Rewrite all of the rows below with "retail shelf audit" changed to "grocery shelf audit" wherever it appears, keeping everything else the same, and omit the pictures from your answer.

..........

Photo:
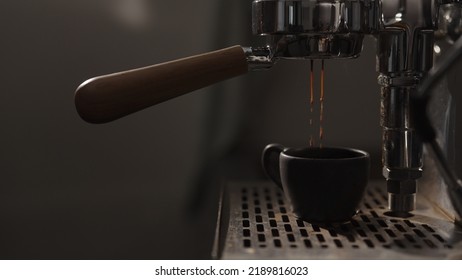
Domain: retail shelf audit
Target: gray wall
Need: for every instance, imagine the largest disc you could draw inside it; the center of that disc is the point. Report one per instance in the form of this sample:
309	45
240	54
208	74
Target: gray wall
145	186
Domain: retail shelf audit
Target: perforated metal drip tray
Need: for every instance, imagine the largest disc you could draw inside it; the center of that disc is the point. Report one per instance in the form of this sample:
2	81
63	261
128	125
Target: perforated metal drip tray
255	222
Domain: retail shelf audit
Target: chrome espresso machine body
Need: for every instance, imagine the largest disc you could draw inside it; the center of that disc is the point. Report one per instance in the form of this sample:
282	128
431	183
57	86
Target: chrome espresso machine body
253	220
405	34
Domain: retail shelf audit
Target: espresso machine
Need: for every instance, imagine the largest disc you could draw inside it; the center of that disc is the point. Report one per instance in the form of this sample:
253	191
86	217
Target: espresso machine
416	136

..........

## RESULT OF THE EXERCISE
Photo:
Domain: grocery shelf audit
Target: gray wall
Need: for every instance, imagine the largest disc you could draw inside it; the center of that disc is the point. Report one per instance in the form of this sample:
309	45
240	54
208	74
Target: gray wall
145	186
Domain: grocery shelf audit
Target: perforated metal drip tray
Need: for every instance, imagine the largest disc you could draw inside it; the center of that disc is the point. Report one per instance in the form of this sample:
2	81
63	261
128	125
Target: perforated metal drip tray
255	222
Domain: grocery shelf audit
Target: chrome espresso machine body
Need: for every instance, imagine the largest disc you could draw inside it; the center of that disc is the point. Report one per instance in the form of this sample:
282	128
431	183
57	86
Target: chrome espresso machine body
253	220
405	34
Domain: grocery shelf audit
Target: espresso machine
Need: for every instance, imagine the largest disc you could draw inside it; the center of that disc is the point. Report one per instance in the form of this sample:
253	191
86	217
Target: espresso machine
416	136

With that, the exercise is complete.